▶ **Directions**: Because the images are not wanted, restate every line below word for word without them.

▶ **Given records**:
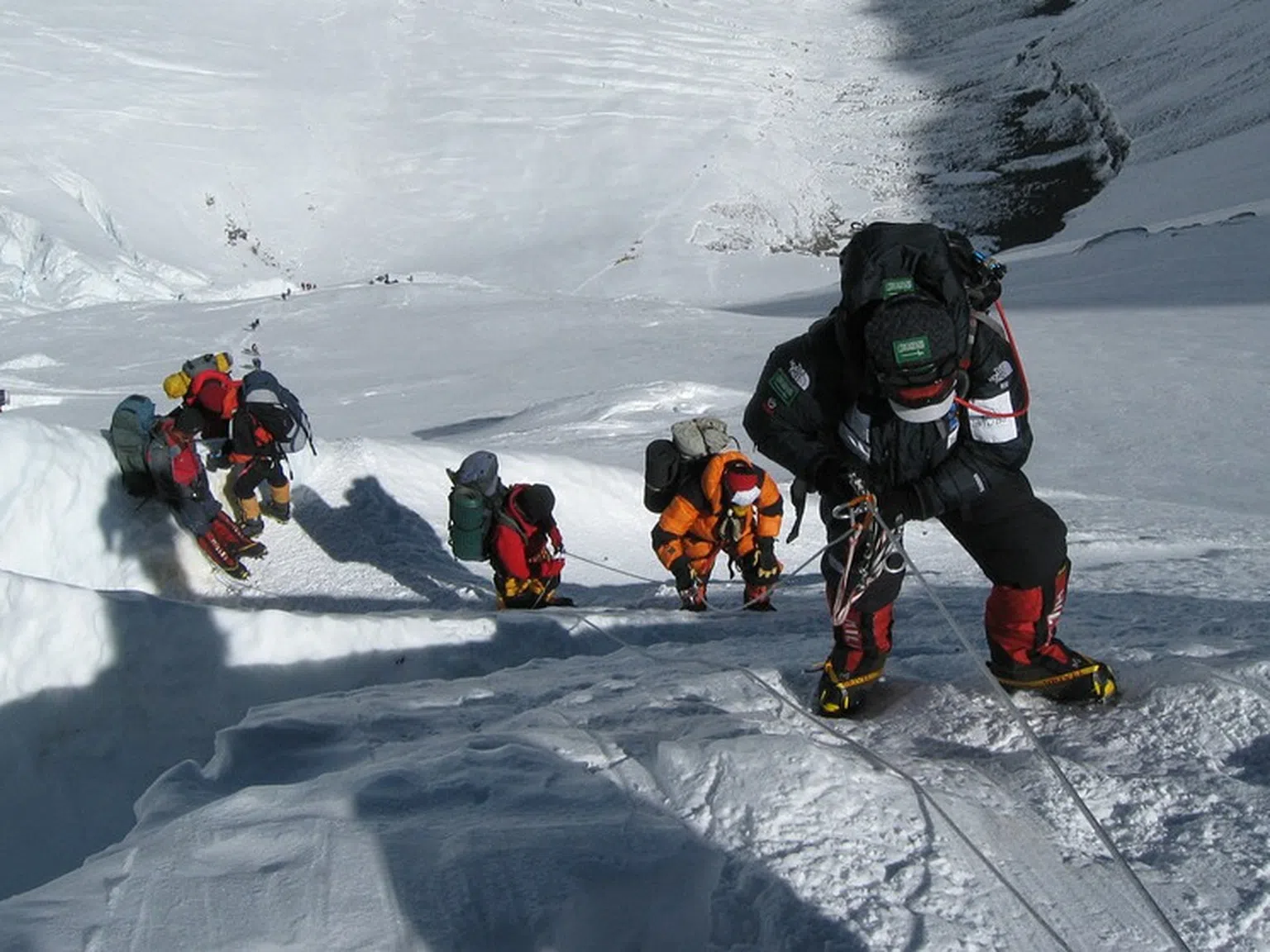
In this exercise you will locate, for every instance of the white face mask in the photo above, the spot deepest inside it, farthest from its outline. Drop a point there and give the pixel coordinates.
(924, 414)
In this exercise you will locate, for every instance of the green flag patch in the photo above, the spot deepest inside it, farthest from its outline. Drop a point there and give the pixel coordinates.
(897, 286)
(911, 350)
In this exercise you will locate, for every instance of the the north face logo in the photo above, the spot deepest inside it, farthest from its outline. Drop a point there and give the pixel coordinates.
(897, 286)
(912, 350)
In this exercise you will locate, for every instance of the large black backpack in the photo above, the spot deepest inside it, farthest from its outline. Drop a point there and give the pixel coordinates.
(886, 260)
(668, 464)
(131, 426)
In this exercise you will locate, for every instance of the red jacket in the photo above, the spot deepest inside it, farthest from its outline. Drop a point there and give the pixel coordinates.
(518, 549)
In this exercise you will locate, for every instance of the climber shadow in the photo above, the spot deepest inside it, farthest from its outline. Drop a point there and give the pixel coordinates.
(375, 528)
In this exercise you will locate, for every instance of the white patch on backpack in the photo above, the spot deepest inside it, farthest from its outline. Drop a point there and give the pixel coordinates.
(1001, 372)
(993, 429)
(853, 431)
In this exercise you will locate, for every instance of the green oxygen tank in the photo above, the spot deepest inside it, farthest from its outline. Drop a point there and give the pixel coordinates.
(470, 518)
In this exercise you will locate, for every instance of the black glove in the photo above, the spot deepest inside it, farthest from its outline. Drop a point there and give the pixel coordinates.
(985, 287)
(692, 594)
(684, 575)
(840, 478)
(767, 568)
(900, 504)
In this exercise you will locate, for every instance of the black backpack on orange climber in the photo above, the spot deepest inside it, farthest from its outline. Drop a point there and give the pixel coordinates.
(668, 462)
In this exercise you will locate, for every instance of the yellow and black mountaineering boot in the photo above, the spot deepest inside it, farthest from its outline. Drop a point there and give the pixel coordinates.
(841, 691)
(1071, 678)
(277, 507)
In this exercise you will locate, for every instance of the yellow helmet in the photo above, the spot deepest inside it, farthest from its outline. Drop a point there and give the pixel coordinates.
(175, 385)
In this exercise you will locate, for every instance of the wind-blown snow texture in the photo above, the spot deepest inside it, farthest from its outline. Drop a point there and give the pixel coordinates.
(551, 229)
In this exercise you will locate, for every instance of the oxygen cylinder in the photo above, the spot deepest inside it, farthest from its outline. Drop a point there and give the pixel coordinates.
(469, 525)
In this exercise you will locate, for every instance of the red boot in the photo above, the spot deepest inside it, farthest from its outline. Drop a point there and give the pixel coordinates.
(860, 649)
(1026, 654)
(220, 558)
(234, 540)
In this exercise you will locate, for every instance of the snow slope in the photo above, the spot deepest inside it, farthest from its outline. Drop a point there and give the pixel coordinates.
(547, 229)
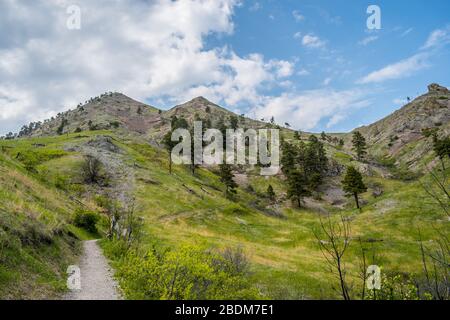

▶ **Output for this task**:
In this exercise you will locate, for every instance of the white face mask in the photo above, the spot deepest inside it, farthest from its outline. Drop a point there and give the pixel coordinates.
(924, 414)
In this exercise you will locate, for every instance of the green flag patch in the photo above, the spot deepest inside it, farthest from its outline. Drop a point there and give the pixel coordinates.
(897, 286)
(911, 350)
In this exercise you will locate, for every instance of the the north face logo in the photo above, the spot deepest inside it, farthest from its outline. Drop a point there and give the pixel coordinates.
(897, 286)
(912, 350)
In this exercise you will locate, for every instance of the large black backpack in the photo above, the spot deepest inside it, farthest from its outline. Drop a point there and give the pixel coordinates.
(886, 260)
(668, 464)
(131, 426)
In this exercise you will locate, for every instance of the red jacket in the photo above, the spot deepest inside it, farthest from its outline. Drop a point there and give the pixel coordinates.
(518, 549)
In this exercise you will locate, for every instance of the climber shadow in the photo above, the spot deepest inside it, farthest from its outline. Drop a point there and give the pixel coordinates.
(375, 528)
In this exercise you will locate, for every instance of the white patch on backpack in the photo above, the spot deepest inside it, farthest from its outline. Drop a point there and give the pixel coordinates.
(1001, 372)
(993, 429)
(853, 431)
In this exercise you will locate, for every instance of the green oxygen tank in the photo above, the spot deepest inside it, farthest from its outline. Drop a point there and give the pixel coordinates.
(470, 518)
In this exercise you will locate, for every instance of the black glove in the photo above, the spot deepest inside it, farthest from its outline. Drop a point there and give the pixel coordinates.
(985, 287)
(692, 594)
(684, 575)
(840, 478)
(767, 568)
(900, 504)
In this exercise you will locate, for every instance of the black backpack on orange climber in the photo above, the spot deepest inside it, farthest from its outline. Drop a point there and give the pixel coordinates.
(668, 462)
In this exercise you will locate, for every instance of the yellow and black mountaineering boot in the photo above, the spot deepest inside it, farthest from its outline. Drop a point there and give the pixel coordinates.
(841, 691)
(1071, 678)
(277, 507)
In this exercise you will locate, for every instance of the yellow helmet in the photo above, the spot deepest inside it, farthest from its outline. Drop a point there and give the pixel coordinates.
(175, 385)
In this exercise you will locate, for every instance of the wind-blown snow texture in the photo above, the spot deepest inside it, farthest from its outline. Drop a point there and give the pixel coordinates.
(551, 229)
In this exercise you will locate, for every instance of the oxygen cylinder in the photo above, the spot deepest inside it, farthest from its outline. Drop a point there and give the pixel coordinates.
(469, 525)
In this exercise you will locate, for every instance of the red boot in the photo above, the spot deepest inside it, farthest from its outline. Drop a point there and give the pixel coordinates.
(860, 649)
(1026, 654)
(220, 558)
(234, 540)
In this exercise you will locate, for every instance of the snow slope in the photo above, the spot deepest inside it, farthest from its outline. Drop a point there and give the pixel coordinates.
(547, 229)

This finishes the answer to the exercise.